[Photo labels with bounding boxes]
[start]

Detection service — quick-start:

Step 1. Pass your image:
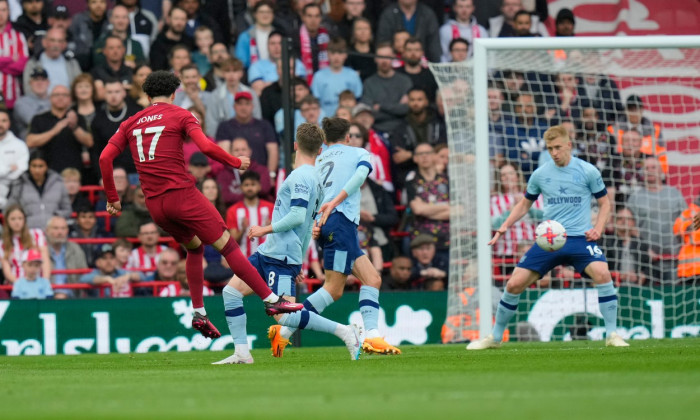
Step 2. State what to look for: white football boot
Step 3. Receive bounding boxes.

[212,353,253,365]
[605,332,630,347]
[467,334,501,350]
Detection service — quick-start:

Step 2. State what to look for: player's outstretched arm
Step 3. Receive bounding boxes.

[586,194,612,241]
[248,206,306,239]
[318,165,370,226]
[489,197,533,245]
[189,127,250,170]
[100,142,122,215]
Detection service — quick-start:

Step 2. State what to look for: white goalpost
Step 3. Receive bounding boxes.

[430,36,700,342]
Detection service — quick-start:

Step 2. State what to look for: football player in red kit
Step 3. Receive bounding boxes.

[100,71,303,338]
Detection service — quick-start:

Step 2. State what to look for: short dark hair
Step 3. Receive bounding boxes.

[241,171,260,184]
[143,70,180,98]
[449,38,469,51]
[513,10,532,22]
[321,117,350,144]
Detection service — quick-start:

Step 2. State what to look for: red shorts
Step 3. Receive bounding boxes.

[146,188,226,245]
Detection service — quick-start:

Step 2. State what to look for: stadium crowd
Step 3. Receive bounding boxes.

[0,0,700,298]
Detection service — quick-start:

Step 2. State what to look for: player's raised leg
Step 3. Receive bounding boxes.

[212,231,304,315]
[183,236,221,338]
[352,255,401,354]
[585,261,629,347]
[267,270,340,357]
[467,267,541,350]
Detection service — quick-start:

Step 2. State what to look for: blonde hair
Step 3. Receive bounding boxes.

[543,125,571,142]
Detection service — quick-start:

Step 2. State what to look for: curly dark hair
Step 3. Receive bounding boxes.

[143,70,180,98]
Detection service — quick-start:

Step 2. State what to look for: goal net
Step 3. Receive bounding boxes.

[431,37,700,342]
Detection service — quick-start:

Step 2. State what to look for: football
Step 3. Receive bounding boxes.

[535,220,566,252]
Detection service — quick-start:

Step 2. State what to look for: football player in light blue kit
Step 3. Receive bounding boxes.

[213,123,361,365]
[268,117,401,357]
[467,125,629,350]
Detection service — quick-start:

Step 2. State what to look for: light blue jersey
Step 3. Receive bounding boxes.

[258,165,322,265]
[316,143,372,225]
[525,156,607,236]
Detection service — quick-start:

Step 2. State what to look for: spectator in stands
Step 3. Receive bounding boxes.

[0,204,51,283]
[199,178,226,219]
[439,0,489,62]
[206,58,262,136]
[13,66,51,139]
[114,185,152,238]
[435,143,450,175]
[547,73,591,125]
[350,108,395,192]
[7,150,72,229]
[513,10,541,38]
[149,6,194,70]
[389,87,447,189]
[503,92,549,178]
[236,0,275,69]
[26,85,93,172]
[216,137,272,206]
[175,0,221,42]
[91,79,141,177]
[377,0,441,64]
[92,5,147,69]
[248,30,306,97]
[80,244,144,297]
[578,69,625,123]
[61,168,92,212]
[489,0,549,38]
[362,44,412,133]
[70,0,109,71]
[112,238,134,268]
[294,3,330,84]
[204,42,231,92]
[91,35,134,101]
[117,0,159,57]
[0,109,29,209]
[673,203,700,285]
[627,157,688,284]
[347,17,377,82]
[449,38,470,63]
[226,171,274,257]
[192,26,214,74]
[144,248,180,288]
[382,255,414,291]
[68,207,111,267]
[608,95,668,156]
[128,65,153,108]
[11,0,49,55]
[46,216,87,299]
[555,7,576,36]
[0,0,29,110]
[411,233,449,290]
[396,37,438,104]
[311,38,362,115]
[187,152,211,184]
[603,207,650,285]
[491,163,543,258]
[12,249,53,299]
[173,63,211,115]
[406,143,450,255]
[23,28,81,92]
[216,91,279,178]
[125,220,168,273]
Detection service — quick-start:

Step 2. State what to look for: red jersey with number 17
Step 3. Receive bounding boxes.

[109,102,202,198]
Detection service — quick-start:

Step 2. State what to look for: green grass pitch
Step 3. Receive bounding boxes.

[0,339,700,420]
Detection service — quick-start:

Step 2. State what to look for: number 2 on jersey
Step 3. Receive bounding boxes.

[134,125,165,162]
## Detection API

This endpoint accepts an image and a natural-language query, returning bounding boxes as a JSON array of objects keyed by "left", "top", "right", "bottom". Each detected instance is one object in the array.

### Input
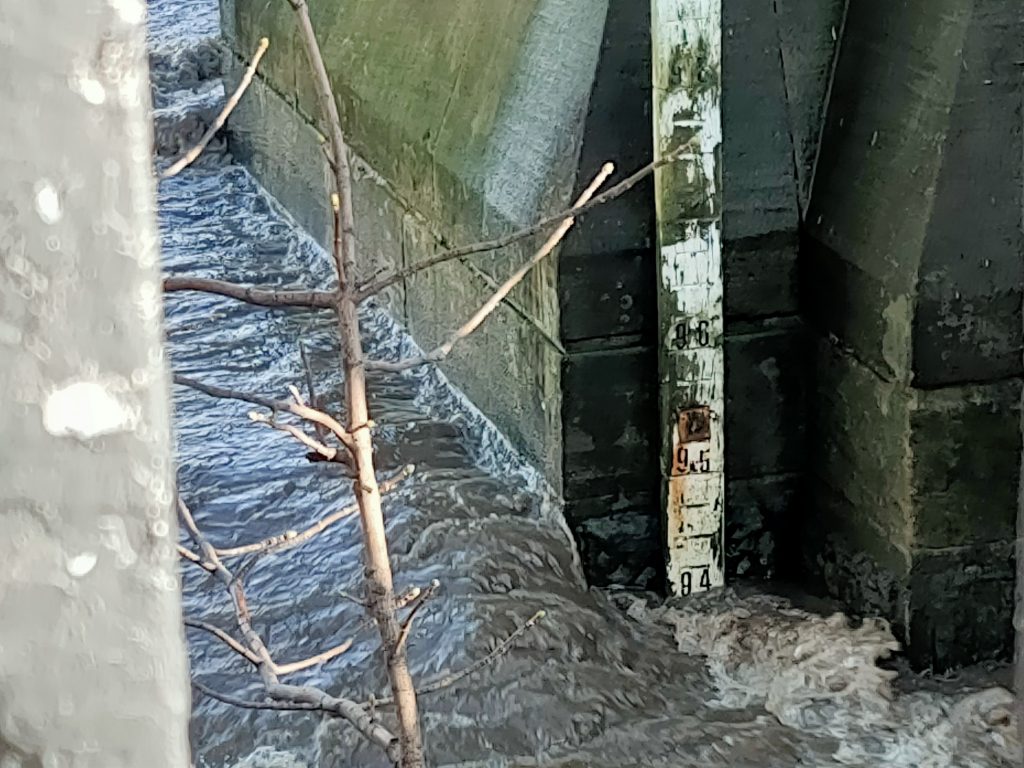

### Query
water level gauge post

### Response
[{"left": 651, "top": 0, "right": 725, "bottom": 595}]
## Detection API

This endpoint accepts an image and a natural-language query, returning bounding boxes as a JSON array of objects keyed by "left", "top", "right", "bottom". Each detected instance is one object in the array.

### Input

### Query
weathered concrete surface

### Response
[
  {"left": 222, "top": 0, "right": 606, "bottom": 488},
  {"left": 766, "top": 0, "right": 849, "bottom": 211},
  {"left": 801, "top": 0, "right": 1024, "bottom": 668},
  {"left": 223, "top": 0, "right": 830, "bottom": 585},
  {"left": 0, "top": 0, "right": 189, "bottom": 768}
]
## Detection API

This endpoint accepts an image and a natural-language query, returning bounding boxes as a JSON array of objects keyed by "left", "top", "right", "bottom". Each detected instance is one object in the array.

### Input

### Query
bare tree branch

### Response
[
  {"left": 191, "top": 679, "right": 324, "bottom": 712},
  {"left": 249, "top": 411, "right": 352, "bottom": 467},
  {"left": 362, "top": 610, "right": 547, "bottom": 709},
  {"left": 299, "top": 341, "right": 325, "bottom": 440},
  {"left": 160, "top": 37, "right": 270, "bottom": 178},
  {"left": 273, "top": 640, "right": 352, "bottom": 675},
  {"left": 183, "top": 618, "right": 259, "bottom": 665},
  {"left": 364, "top": 163, "right": 614, "bottom": 372},
  {"left": 174, "top": 374, "right": 352, "bottom": 446},
  {"left": 164, "top": 275, "right": 335, "bottom": 309},
  {"left": 207, "top": 464, "right": 416, "bottom": 557},
  {"left": 398, "top": 579, "right": 441, "bottom": 663},
  {"left": 178, "top": 497, "right": 399, "bottom": 763},
  {"left": 356, "top": 153, "right": 680, "bottom": 301}
]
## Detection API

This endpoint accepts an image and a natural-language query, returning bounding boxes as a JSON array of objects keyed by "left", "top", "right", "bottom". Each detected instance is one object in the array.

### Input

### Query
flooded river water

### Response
[{"left": 150, "top": 0, "right": 1020, "bottom": 768}]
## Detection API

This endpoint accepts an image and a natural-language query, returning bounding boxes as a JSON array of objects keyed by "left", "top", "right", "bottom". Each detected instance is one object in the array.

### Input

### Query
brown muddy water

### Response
[{"left": 150, "top": 0, "right": 1020, "bottom": 768}]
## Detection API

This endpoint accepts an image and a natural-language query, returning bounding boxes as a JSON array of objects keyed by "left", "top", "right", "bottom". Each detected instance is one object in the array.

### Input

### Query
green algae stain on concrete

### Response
[
  {"left": 221, "top": 0, "right": 606, "bottom": 487},
  {"left": 651, "top": 0, "right": 725, "bottom": 595}
]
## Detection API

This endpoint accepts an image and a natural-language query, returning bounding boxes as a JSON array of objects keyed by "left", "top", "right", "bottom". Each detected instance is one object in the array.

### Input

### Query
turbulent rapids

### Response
[{"left": 150, "top": 0, "right": 1020, "bottom": 768}]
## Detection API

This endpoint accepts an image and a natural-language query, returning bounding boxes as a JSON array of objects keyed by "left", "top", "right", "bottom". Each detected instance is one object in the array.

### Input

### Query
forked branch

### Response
[
  {"left": 160, "top": 37, "right": 270, "bottom": 178},
  {"left": 365, "top": 163, "right": 614, "bottom": 372},
  {"left": 178, "top": 498, "right": 399, "bottom": 763},
  {"left": 356, "top": 151, "right": 682, "bottom": 301},
  {"left": 174, "top": 374, "right": 352, "bottom": 446},
  {"left": 164, "top": 275, "right": 335, "bottom": 309}
]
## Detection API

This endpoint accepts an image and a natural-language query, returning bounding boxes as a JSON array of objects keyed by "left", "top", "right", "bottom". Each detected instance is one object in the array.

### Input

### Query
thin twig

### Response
[
  {"left": 299, "top": 341, "right": 326, "bottom": 440},
  {"left": 217, "top": 464, "right": 416, "bottom": 557},
  {"left": 191, "top": 680, "right": 323, "bottom": 712},
  {"left": 364, "top": 163, "right": 614, "bottom": 372},
  {"left": 397, "top": 579, "right": 441, "bottom": 663},
  {"left": 356, "top": 151, "right": 682, "bottom": 301},
  {"left": 273, "top": 640, "right": 352, "bottom": 675},
  {"left": 160, "top": 37, "right": 270, "bottom": 178},
  {"left": 183, "top": 618, "right": 259, "bottom": 665},
  {"left": 362, "top": 610, "right": 546, "bottom": 709},
  {"left": 174, "top": 374, "right": 352, "bottom": 446},
  {"left": 417, "top": 610, "right": 547, "bottom": 694},
  {"left": 164, "top": 275, "right": 335, "bottom": 309},
  {"left": 175, "top": 544, "right": 213, "bottom": 573},
  {"left": 249, "top": 411, "right": 351, "bottom": 466},
  {"left": 178, "top": 497, "right": 398, "bottom": 763}
]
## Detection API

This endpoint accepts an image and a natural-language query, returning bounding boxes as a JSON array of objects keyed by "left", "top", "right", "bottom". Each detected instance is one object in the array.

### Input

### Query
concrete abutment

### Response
[{"left": 222, "top": 0, "right": 1024, "bottom": 667}]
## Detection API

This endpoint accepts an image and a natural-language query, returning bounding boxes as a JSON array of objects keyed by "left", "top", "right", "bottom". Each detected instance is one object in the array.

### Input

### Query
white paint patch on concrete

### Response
[
  {"left": 65, "top": 552, "right": 99, "bottom": 579},
  {"left": 43, "top": 381, "right": 138, "bottom": 440},
  {"left": 71, "top": 71, "right": 106, "bottom": 106},
  {"left": 36, "top": 179, "right": 63, "bottom": 224},
  {"left": 109, "top": 0, "right": 145, "bottom": 25},
  {"left": 0, "top": 319, "right": 22, "bottom": 346},
  {"left": 651, "top": 0, "right": 725, "bottom": 595},
  {"left": 99, "top": 515, "right": 138, "bottom": 569}
]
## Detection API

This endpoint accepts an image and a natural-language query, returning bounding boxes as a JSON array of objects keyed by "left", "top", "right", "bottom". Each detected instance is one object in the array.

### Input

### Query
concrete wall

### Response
[
  {"left": 0, "top": 0, "right": 189, "bottom": 768},
  {"left": 222, "top": 0, "right": 606, "bottom": 489},
  {"left": 802, "top": 0, "right": 1024, "bottom": 668},
  {"left": 223, "top": 0, "right": 839, "bottom": 586},
  {"left": 224, "top": 0, "right": 1024, "bottom": 667}
]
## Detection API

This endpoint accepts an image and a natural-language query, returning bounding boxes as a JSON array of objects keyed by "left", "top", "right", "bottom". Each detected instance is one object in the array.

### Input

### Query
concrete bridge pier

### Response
[{"left": 801, "top": 0, "right": 1024, "bottom": 668}]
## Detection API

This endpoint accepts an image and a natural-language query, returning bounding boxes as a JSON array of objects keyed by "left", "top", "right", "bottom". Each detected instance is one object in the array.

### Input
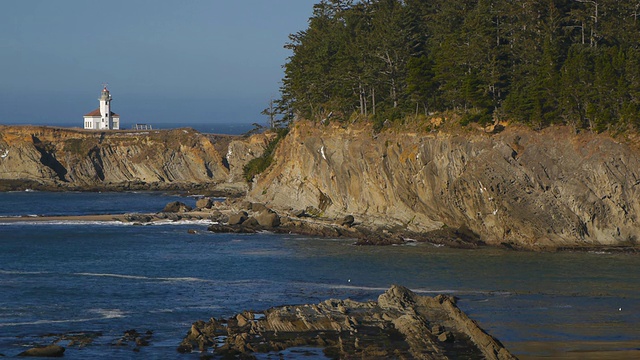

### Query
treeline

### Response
[{"left": 279, "top": 0, "right": 640, "bottom": 132}]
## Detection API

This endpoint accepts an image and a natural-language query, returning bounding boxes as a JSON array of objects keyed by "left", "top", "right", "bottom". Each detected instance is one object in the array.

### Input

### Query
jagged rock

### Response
[
  {"left": 339, "top": 215, "right": 356, "bottom": 227},
  {"left": 162, "top": 201, "right": 192, "bottom": 213},
  {"left": 227, "top": 211, "right": 249, "bottom": 225},
  {"left": 18, "top": 345, "right": 65, "bottom": 357},
  {"left": 0, "top": 126, "right": 232, "bottom": 190},
  {"left": 242, "top": 217, "right": 260, "bottom": 228},
  {"left": 124, "top": 214, "right": 153, "bottom": 223},
  {"left": 248, "top": 120, "right": 640, "bottom": 250},
  {"left": 254, "top": 208, "right": 280, "bottom": 228},
  {"left": 196, "top": 198, "right": 213, "bottom": 209},
  {"left": 251, "top": 203, "right": 267, "bottom": 213},
  {"left": 291, "top": 210, "right": 307, "bottom": 217},
  {"left": 238, "top": 200, "right": 251, "bottom": 211},
  {"left": 438, "top": 331, "right": 453, "bottom": 342},
  {"left": 177, "top": 285, "right": 515, "bottom": 360}
]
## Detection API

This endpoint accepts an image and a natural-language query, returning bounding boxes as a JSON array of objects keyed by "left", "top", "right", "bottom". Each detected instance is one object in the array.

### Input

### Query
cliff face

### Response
[
  {"left": 249, "top": 122, "right": 640, "bottom": 249},
  {"left": 0, "top": 126, "right": 229, "bottom": 187}
]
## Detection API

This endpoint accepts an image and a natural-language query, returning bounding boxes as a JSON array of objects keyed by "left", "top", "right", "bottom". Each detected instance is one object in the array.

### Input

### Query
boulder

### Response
[
  {"left": 178, "top": 285, "right": 515, "bottom": 360},
  {"left": 18, "top": 345, "right": 65, "bottom": 357},
  {"left": 254, "top": 208, "right": 280, "bottom": 228},
  {"left": 196, "top": 198, "right": 213, "bottom": 209},
  {"left": 162, "top": 201, "right": 191, "bottom": 213},
  {"left": 242, "top": 217, "right": 260, "bottom": 228},
  {"left": 238, "top": 200, "right": 251, "bottom": 210},
  {"left": 227, "top": 211, "right": 248, "bottom": 225},
  {"left": 339, "top": 215, "right": 356, "bottom": 227},
  {"left": 251, "top": 203, "right": 267, "bottom": 212},
  {"left": 291, "top": 210, "right": 307, "bottom": 217}
]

[end]

◆ **YOUR INSTRUCTIONS**:
Find every line in the material above that contains the word "water", and copy each of those lines.

◆ **WRITTEN REPLY**:
water level gauge post
flooded river water
brown muddy water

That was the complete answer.